==== Passage given
June 13, 2023, 6:00 AM EDT

By Barbara McQuade

 

“The indictment returned by a federal grand jury in Florida last week includes one inescapable conclusion — former President Donald Trump is a triple threat to the national security of the U.S. 

Trump’s 37 counts allege violations of the Espionage Act, obstruction of justice, false statements and conspiracy. The indictment describes audacious conduct, alleging he lied to the National Archives, the Justice Department and even his own lawyers and orchestrated the concealment of boxes of documents when the Justice Department came to visit. But the language that most stood out to me as a former national security prosecutor related to the descriptions of the documents themselves. Of course, special prosecutor Jack Smith cannot reveal in detail the sensitive information within these records, but even the general nature of the secrets Trump allegedly stored across Mar-a-Lago, including in a bathroom and a ballroom, is bone-chilling. 

According to the indictment, the documents included information about:

The defense and weapons capabilities of both the U.S. and foreign countries.

U.S. nuclear programs. 

Potential vulnerabilities of the U.S. and its allies to military attack.

Plans for possible retaliation in response to a foreign attack.

Trump has, of course, denied that he did anything wrong and minimized his gross abuse of power as the “boxes hoax.” One of his lawyers has compared Trump’s retention of national secrets to having an overdue library book. But clearly, this case is about far more than an administrative slip-up.
========
==== Data
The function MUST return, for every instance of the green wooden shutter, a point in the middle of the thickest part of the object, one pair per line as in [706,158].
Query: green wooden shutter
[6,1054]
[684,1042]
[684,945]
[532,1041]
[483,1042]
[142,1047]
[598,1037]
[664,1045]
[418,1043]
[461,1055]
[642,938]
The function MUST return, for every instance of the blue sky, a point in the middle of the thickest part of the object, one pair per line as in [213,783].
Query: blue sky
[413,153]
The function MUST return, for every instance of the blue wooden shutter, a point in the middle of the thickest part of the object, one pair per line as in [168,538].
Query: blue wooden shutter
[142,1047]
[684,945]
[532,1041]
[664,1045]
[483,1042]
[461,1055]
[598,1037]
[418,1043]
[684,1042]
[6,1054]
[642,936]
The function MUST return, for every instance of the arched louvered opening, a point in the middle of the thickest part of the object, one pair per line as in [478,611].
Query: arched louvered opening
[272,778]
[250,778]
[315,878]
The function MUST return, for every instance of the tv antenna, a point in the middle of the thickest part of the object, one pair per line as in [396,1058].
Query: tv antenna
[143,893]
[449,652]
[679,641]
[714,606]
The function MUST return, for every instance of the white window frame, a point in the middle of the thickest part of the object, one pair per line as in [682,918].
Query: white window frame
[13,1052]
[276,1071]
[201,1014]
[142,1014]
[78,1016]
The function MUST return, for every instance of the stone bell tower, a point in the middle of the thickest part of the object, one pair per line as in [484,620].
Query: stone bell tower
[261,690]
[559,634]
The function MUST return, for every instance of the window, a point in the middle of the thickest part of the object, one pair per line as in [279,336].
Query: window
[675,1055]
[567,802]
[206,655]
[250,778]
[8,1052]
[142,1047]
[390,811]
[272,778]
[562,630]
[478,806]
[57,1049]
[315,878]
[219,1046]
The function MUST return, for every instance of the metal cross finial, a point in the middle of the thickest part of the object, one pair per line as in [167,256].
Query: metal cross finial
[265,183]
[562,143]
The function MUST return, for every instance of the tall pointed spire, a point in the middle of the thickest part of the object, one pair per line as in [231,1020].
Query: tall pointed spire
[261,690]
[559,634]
========
# Work to do
Pick up the commentary on the Trump indictment after its last sentence and continue it.

# Output
Instead, the indictment charges Trump with misconduct that recklessly placed our national security and foreign relations and the safety of the U.S. military and intelligence community in danger. Some of the documents Trump allegedly retained were marked “top secret,” designating information that, if disclosed, could cause exceptionally grave harm to the national security. 

The indictment is a first step toward accountability for Trump’s alleged abuse of power. But, for a number of reasons, he will remain a threat until he is convicted — and perhaps even beyond that. 

First, the indictment demonstrates the risk Trump poses to our country as a former president. As commander-in-chief, Trump was entrusted with knowledge of every aspect of our national security, from the placement of missiles to the nuclear codes. His reckless storage of classified documents at Mar-a-Lago demonstrates his inability to handle this knowledge responsibly. The resort, which the Justice Department says hosted “more than 150 social events that together drew tens of thousands of guests” during the relevant period, was a potential target for foreign intelligence operations. (In 2019, NBC News reported that a Chinese citizen was arrested at the club with “two passports, four cellphones, a laptop, an external hard drive and a thumb drive containing computer malware.”)

In fact, the indictment alleges that Trump has already shared national defense information with a writer, a publisher, two staffers and a representative of his political action committee — none of whom had the required security clearances. If Trump is convicted, a compelling case could be made for his imprisonment and a sentencing condition that limits his ability to communicate sensitive secrets to the outside world to limit further damage.

If Trump were to become president again in 2024, foreign allies might be unwilling to share their sensitive intelligence with us.

Second, Trump poses a threat to our national security as a defendant. In criminal cases involving classified information, a defendant sometimes will engage in a practice known as “graymail,” threatening to reveal sensitive national secrets if the government persists in the prosecution. For this reason, former government employees often get lenient plea deals to avoid the disclosure of government secrets at trial.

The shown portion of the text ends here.